_RECORDS FOR PROCESSING_
◇ ◇ ◇ ◇ ◇ ◇ ◇
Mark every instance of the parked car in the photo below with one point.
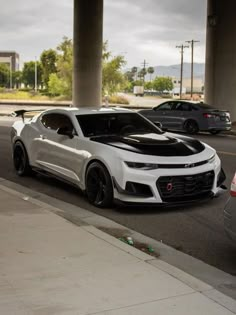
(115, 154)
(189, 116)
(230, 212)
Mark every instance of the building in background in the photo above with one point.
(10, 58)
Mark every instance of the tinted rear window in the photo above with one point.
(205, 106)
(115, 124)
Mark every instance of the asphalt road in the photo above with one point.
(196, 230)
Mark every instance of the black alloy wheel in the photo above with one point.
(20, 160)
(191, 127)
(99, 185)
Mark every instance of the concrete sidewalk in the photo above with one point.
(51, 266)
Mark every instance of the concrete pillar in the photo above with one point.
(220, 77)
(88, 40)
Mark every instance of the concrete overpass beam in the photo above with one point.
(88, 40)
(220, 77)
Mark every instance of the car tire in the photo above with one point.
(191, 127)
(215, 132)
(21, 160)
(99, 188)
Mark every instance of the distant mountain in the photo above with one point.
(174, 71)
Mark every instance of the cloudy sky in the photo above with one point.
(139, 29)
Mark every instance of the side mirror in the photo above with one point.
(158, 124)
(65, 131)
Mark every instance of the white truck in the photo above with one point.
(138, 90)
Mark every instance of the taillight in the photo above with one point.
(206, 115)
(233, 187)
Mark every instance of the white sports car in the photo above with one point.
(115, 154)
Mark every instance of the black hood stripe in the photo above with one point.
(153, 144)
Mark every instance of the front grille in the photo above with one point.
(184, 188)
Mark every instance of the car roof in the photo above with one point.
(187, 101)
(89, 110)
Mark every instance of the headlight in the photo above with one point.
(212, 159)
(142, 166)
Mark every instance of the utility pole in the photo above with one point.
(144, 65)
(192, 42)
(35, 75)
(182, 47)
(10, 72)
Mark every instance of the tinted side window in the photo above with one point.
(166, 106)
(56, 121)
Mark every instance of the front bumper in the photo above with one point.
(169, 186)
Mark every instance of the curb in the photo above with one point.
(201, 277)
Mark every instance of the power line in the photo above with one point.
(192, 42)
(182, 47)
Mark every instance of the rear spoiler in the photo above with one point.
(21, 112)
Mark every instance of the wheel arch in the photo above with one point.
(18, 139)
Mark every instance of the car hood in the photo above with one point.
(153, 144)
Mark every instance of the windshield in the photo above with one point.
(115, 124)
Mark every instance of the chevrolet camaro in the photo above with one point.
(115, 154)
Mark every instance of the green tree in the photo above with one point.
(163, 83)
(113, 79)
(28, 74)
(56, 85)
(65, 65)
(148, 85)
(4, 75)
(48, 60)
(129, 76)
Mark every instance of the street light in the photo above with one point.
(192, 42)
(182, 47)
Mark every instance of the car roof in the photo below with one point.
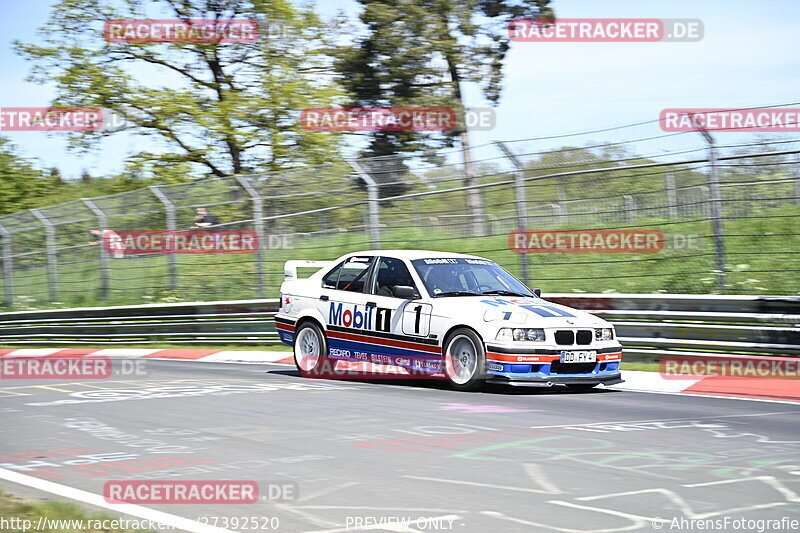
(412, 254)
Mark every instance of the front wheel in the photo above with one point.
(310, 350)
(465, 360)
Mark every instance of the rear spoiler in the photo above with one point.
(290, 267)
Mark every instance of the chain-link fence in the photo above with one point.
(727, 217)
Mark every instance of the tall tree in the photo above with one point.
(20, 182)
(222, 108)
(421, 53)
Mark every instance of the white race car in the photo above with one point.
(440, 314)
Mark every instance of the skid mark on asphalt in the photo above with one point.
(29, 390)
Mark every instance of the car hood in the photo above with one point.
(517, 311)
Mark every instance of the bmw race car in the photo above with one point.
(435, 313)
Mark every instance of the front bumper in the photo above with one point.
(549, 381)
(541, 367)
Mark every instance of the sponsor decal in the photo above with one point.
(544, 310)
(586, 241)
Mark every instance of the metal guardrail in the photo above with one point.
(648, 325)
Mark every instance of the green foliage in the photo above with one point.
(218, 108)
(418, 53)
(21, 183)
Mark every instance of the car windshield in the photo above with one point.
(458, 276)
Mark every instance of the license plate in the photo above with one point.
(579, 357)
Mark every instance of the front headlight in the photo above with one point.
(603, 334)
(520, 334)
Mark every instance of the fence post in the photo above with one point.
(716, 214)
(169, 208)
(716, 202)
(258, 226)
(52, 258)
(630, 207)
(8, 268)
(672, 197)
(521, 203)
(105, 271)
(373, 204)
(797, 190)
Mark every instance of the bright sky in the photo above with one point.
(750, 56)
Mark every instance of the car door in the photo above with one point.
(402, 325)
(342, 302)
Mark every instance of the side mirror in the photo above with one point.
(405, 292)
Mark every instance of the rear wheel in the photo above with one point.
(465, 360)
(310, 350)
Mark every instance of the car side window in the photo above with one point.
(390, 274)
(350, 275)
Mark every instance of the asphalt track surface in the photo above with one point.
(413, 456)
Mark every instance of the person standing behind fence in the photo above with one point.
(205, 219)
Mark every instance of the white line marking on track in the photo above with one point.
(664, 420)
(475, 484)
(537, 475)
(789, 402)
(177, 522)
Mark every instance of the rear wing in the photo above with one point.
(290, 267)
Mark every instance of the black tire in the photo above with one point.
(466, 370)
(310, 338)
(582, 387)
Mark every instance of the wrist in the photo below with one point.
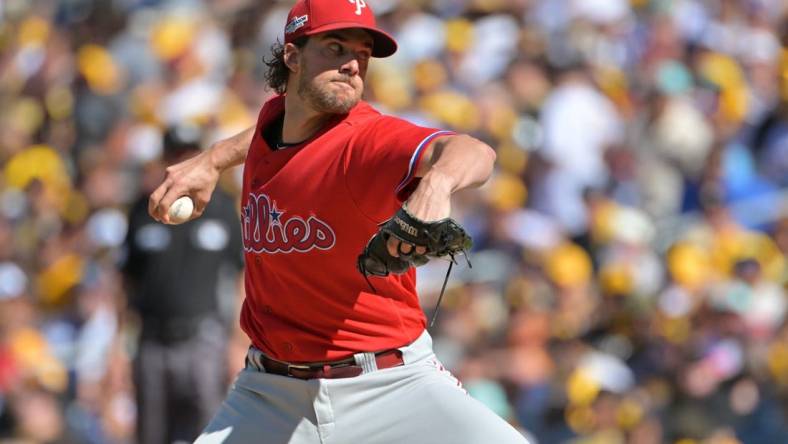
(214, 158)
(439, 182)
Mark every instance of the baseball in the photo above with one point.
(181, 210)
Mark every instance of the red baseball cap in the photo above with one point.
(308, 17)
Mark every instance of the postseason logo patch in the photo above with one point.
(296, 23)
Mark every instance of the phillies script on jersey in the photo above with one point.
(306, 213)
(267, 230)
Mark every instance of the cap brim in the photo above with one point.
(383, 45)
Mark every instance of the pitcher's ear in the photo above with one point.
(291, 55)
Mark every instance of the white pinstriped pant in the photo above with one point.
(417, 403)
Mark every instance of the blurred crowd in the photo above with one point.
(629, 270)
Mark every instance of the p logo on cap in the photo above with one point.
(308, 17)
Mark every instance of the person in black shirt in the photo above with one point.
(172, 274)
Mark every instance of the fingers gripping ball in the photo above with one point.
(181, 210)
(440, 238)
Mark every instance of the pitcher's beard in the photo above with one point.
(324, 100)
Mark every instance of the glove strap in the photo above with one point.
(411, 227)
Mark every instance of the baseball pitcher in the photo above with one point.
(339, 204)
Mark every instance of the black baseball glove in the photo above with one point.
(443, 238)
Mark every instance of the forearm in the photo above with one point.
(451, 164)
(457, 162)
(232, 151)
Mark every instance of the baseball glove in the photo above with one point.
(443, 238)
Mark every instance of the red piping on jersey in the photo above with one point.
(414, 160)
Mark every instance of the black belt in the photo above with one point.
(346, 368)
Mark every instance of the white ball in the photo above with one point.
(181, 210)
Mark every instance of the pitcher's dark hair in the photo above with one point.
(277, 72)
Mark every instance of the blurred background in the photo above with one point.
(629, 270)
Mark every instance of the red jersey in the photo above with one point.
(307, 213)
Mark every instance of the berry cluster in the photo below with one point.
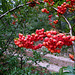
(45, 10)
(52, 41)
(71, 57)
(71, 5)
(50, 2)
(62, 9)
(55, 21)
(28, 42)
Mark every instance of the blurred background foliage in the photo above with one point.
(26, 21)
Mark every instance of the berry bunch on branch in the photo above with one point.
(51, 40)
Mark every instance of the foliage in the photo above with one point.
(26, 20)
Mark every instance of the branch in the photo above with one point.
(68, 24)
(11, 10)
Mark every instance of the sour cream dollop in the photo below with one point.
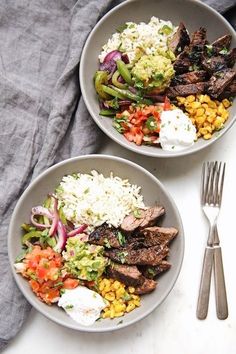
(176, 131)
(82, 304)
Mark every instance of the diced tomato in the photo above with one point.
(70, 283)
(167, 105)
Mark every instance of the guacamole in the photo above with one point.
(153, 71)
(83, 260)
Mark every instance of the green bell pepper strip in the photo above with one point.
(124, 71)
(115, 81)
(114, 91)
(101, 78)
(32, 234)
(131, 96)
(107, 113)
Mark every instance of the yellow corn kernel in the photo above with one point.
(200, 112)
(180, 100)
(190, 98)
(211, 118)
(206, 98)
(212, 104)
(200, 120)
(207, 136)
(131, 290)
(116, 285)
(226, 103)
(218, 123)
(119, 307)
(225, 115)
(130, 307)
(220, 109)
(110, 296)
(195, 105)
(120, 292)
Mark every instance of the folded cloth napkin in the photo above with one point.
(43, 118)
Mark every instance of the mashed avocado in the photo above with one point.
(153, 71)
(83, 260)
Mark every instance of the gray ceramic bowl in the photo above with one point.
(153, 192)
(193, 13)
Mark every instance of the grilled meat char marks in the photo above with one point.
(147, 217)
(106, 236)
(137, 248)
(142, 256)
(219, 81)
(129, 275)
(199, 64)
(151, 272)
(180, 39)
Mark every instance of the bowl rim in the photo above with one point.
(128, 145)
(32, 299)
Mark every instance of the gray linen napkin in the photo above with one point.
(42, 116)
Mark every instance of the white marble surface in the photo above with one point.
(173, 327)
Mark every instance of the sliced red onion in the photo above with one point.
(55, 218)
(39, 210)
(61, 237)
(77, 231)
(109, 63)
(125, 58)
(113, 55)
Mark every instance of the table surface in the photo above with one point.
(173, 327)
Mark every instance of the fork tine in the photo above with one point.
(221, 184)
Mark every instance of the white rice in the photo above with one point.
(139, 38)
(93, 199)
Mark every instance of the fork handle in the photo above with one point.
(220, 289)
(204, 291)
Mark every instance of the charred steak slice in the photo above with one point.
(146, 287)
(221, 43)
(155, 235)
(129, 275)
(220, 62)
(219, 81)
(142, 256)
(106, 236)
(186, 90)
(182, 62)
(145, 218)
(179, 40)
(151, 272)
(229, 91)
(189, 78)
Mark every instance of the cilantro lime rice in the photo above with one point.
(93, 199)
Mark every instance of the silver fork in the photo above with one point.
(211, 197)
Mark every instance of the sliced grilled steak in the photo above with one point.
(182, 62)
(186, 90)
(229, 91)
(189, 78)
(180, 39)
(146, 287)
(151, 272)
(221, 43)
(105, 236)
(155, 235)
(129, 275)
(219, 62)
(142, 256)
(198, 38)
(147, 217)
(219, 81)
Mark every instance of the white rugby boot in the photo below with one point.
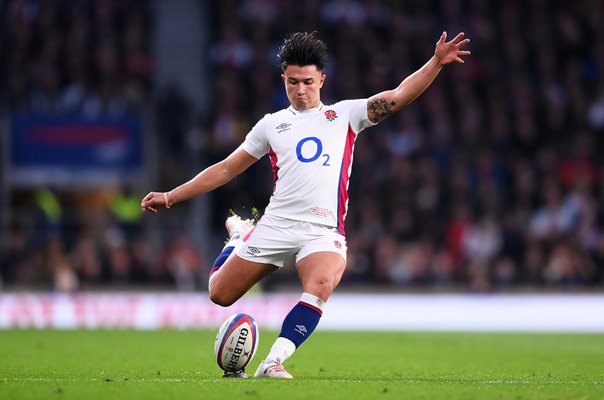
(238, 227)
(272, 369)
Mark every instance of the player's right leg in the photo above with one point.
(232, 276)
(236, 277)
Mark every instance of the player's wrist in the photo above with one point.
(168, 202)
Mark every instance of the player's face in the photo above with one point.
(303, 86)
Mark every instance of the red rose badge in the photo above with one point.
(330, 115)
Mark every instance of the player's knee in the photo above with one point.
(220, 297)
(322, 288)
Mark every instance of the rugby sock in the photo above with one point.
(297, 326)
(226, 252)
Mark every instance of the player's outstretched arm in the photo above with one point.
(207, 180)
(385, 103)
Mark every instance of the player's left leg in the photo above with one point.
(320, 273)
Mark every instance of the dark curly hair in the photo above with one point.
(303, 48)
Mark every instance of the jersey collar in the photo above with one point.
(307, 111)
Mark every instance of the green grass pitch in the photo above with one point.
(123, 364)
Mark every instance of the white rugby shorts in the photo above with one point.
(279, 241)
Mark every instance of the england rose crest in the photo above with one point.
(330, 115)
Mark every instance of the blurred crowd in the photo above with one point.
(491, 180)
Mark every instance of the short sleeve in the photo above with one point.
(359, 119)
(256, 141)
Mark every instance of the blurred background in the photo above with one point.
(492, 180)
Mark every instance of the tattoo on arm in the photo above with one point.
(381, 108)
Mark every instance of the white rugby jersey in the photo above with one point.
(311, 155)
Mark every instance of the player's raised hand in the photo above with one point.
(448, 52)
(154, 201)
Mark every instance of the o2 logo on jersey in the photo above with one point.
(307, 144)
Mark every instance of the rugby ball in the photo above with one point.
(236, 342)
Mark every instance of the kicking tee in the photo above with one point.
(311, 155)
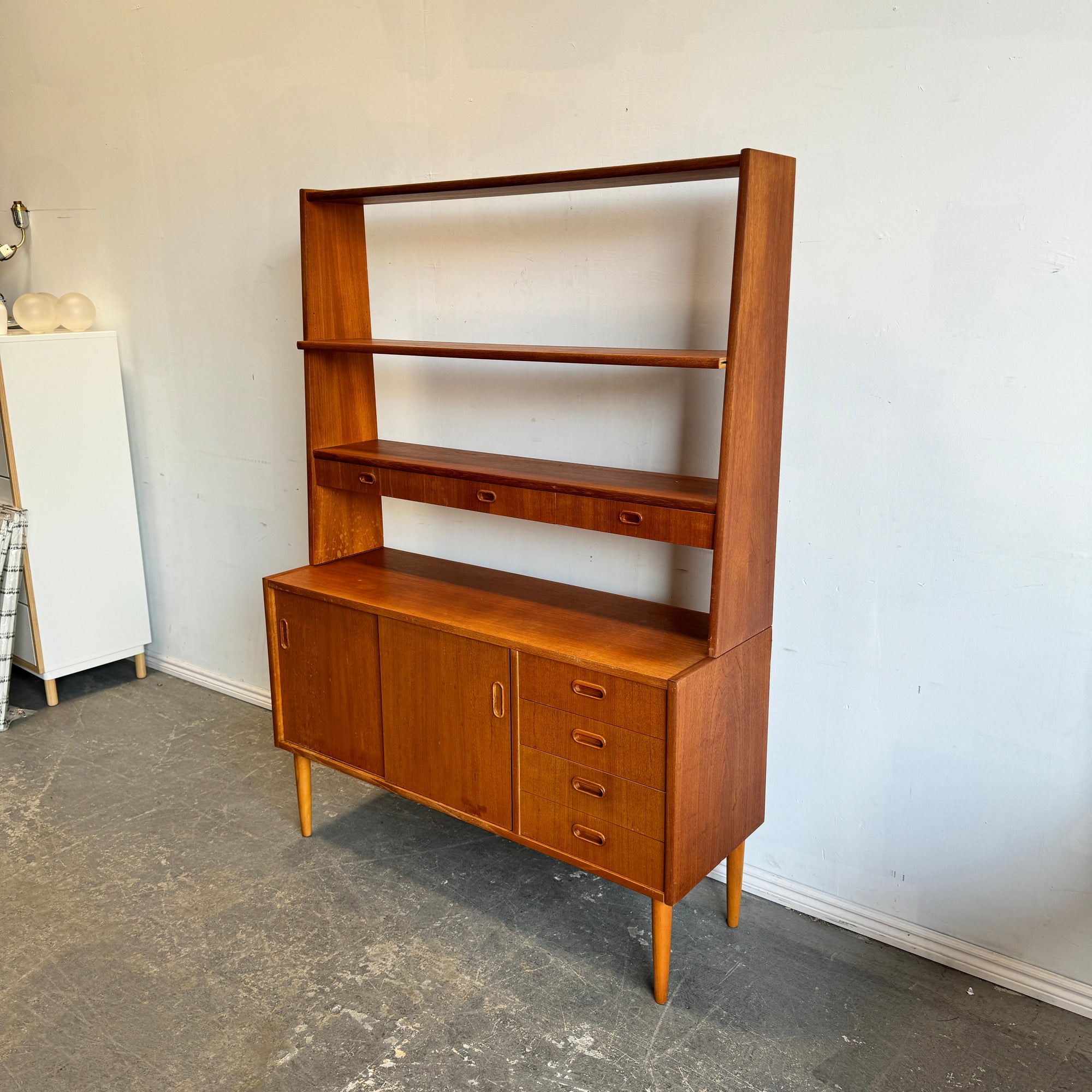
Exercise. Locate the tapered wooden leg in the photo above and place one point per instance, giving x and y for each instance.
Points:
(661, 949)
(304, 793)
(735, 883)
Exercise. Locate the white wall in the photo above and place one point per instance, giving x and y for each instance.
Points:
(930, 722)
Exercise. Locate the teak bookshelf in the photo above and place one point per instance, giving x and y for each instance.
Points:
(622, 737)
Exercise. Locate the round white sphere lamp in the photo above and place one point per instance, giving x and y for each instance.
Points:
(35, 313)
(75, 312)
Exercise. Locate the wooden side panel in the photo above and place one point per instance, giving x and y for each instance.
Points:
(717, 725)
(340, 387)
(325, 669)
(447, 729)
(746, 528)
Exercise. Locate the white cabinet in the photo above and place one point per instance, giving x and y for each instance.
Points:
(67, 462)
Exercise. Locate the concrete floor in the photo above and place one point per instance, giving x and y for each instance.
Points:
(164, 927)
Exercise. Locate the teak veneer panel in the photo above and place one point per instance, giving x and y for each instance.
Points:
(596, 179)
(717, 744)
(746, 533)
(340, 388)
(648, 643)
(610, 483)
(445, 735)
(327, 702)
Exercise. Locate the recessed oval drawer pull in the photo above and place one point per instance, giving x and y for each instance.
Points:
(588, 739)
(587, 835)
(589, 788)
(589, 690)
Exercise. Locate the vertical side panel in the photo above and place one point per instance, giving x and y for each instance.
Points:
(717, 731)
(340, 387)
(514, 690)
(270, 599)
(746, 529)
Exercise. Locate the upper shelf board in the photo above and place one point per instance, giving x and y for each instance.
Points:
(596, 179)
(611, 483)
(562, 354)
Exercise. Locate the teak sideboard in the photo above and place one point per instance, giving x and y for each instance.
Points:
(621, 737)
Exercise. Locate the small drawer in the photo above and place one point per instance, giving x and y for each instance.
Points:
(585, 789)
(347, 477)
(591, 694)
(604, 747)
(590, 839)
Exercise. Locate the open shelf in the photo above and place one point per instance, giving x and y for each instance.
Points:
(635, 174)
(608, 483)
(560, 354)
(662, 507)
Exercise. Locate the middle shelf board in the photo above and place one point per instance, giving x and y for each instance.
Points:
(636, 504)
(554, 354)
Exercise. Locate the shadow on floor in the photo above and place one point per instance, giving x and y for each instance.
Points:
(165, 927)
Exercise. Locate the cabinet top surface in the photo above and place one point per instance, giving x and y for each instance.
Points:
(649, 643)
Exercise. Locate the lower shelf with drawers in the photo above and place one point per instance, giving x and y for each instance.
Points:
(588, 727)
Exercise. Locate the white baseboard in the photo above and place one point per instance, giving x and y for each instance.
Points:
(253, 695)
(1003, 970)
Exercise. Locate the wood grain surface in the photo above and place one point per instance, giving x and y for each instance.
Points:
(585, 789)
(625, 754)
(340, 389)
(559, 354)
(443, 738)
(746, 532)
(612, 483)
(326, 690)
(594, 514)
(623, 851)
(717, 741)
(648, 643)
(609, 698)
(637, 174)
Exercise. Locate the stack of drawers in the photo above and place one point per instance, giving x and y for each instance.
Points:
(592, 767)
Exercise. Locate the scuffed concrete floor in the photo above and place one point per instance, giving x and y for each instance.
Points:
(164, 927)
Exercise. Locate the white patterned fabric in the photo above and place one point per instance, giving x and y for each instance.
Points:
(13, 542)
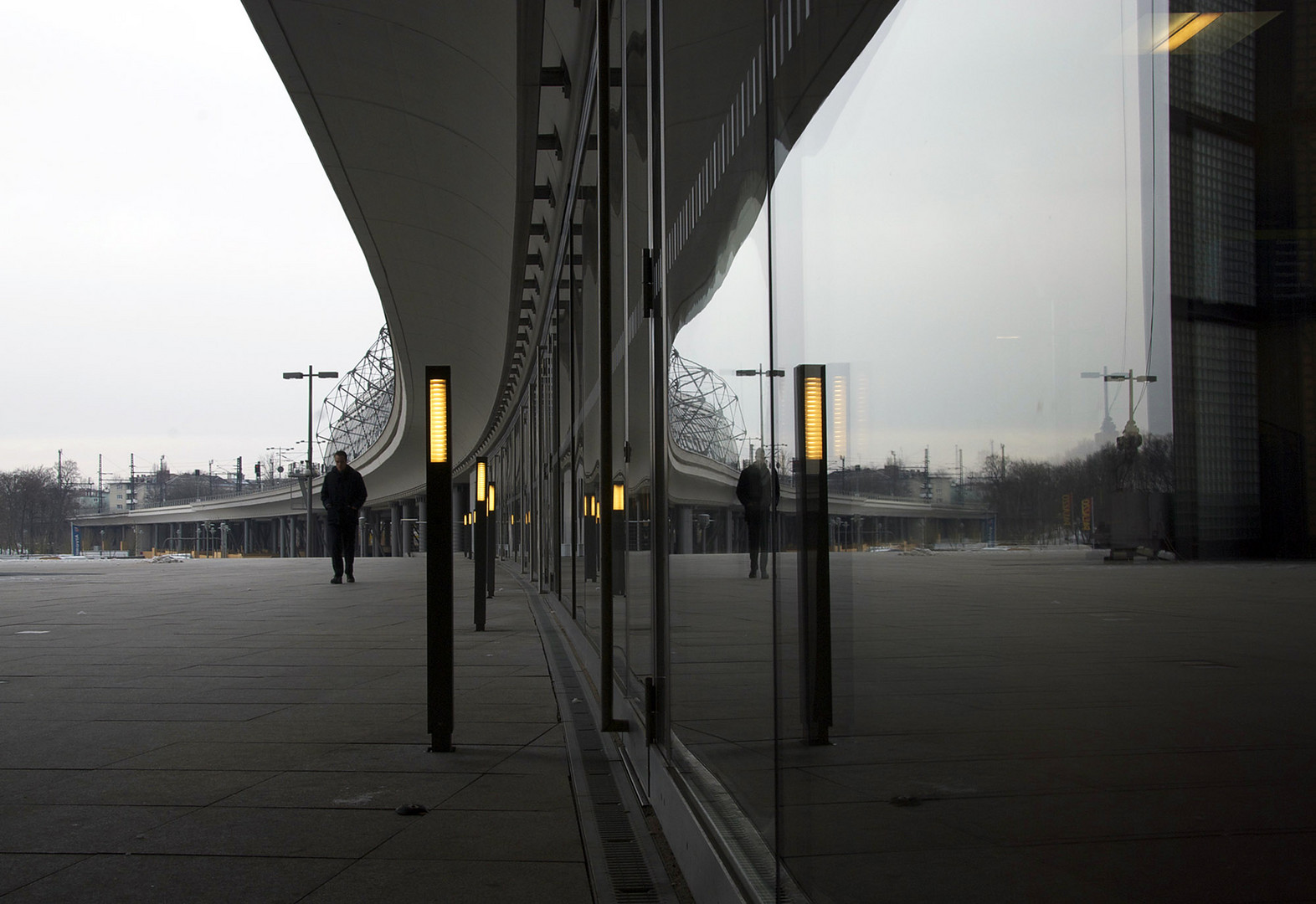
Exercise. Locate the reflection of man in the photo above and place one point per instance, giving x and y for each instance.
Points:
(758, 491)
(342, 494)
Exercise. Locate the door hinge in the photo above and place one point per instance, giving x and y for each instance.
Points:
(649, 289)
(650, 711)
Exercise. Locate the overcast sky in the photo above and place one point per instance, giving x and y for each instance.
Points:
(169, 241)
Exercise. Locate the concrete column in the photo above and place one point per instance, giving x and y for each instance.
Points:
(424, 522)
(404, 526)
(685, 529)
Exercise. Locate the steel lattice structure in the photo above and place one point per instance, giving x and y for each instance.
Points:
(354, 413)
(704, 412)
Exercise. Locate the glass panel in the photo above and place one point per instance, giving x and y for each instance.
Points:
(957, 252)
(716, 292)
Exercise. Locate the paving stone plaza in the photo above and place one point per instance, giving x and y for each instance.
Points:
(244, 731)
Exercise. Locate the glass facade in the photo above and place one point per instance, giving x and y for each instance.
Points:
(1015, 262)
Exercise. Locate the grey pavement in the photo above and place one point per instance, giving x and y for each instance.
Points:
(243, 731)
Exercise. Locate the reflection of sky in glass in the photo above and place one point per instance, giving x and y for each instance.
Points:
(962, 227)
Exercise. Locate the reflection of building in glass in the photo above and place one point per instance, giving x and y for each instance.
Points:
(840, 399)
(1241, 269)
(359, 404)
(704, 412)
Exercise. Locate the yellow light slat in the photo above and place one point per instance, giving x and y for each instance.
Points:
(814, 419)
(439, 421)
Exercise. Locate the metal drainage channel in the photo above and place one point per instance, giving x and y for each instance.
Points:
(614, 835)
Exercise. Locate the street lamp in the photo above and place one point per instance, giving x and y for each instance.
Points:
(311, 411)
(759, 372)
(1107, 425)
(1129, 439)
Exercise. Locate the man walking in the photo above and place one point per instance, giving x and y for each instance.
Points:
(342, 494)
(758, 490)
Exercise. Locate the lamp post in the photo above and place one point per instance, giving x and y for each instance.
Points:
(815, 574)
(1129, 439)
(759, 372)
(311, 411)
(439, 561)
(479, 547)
◇ ◇ ◇ ◇ ◇ ◇ ◇
_WHAT NEEDS TO BE DONE_
Rewrite the rows above as a JSON list of strings, from the line containing "Exercise. Locate the grey" through the last line of the rows, with one string per line and blank lines omitted.

_RESPONSE_
[
  "Exercise. Locate the grey pavement in the photo above and place one point per instance, giving x and y for each instance.",
  "Points:",
  "(243, 731)",
  "Exercise. Locate the reflection of sky in glass in the photo above and place one point per instance, giving x and y for each instance.",
  "Points:",
  "(962, 227)",
  "Exercise. Locate the reflection of building in glass in the photo above and place one point per instance, giving x and y for each instance.",
  "Points:",
  "(840, 399)",
  "(1241, 269)",
  "(359, 404)",
  "(704, 412)",
  "Exercise. Locate the yellow light slat in the photo above and place one point per instance, giving x and y for each instance.",
  "Points:",
  "(814, 419)",
  "(439, 421)",
  "Exercise. Locate the metal drainage channel in the photo above and place one point per instance, giving x and y for each instance.",
  "Points:",
  "(614, 835)",
  "Exercise. Locate the street lamp in the photo above and place one point per instance, giving x and y for each instance.",
  "Points:",
  "(311, 411)",
  "(759, 372)",
  "(1107, 425)",
  "(1129, 439)",
  "Exercise. Locate the man walking in the photo above and place one point per instance, giving x and y for each instance.",
  "Points:",
  "(342, 494)",
  "(758, 490)",
  "Exercise. Locate the lamp post in the photo above and place one point per instance, giving x and y for each instance.",
  "Points:",
  "(815, 574)",
  "(1129, 439)",
  "(759, 372)",
  "(311, 411)",
  "(439, 561)",
  "(479, 547)"
]